**GIVEN PROBLEM**
Please return each line of the records below that contains the word "sunset".
*-*-*
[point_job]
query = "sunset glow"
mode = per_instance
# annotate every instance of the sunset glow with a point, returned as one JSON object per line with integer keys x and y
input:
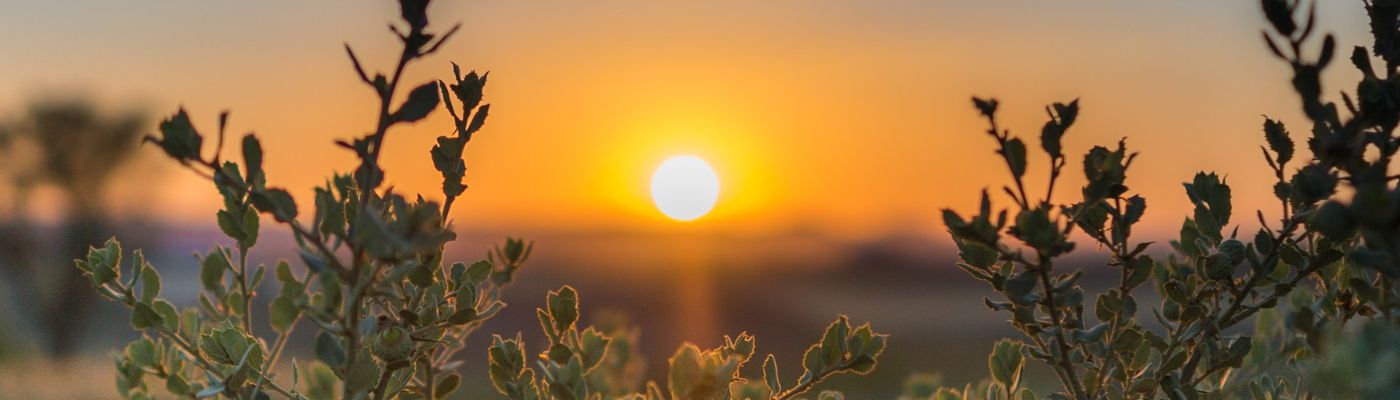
{"x": 685, "y": 188}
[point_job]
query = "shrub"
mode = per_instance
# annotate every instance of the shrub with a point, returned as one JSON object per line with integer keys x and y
{"x": 1334, "y": 251}
{"x": 391, "y": 315}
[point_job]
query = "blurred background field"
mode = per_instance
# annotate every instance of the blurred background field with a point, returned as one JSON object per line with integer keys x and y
{"x": 839, "y": 129}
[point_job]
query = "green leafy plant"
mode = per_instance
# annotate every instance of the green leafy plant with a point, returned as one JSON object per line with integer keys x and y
*-*-*
**EXERCISE ANSWER**
query = "sunset glow"
# annotate every instance of the sunset glow with a point, returned as one JSON object per line with integer keys x and y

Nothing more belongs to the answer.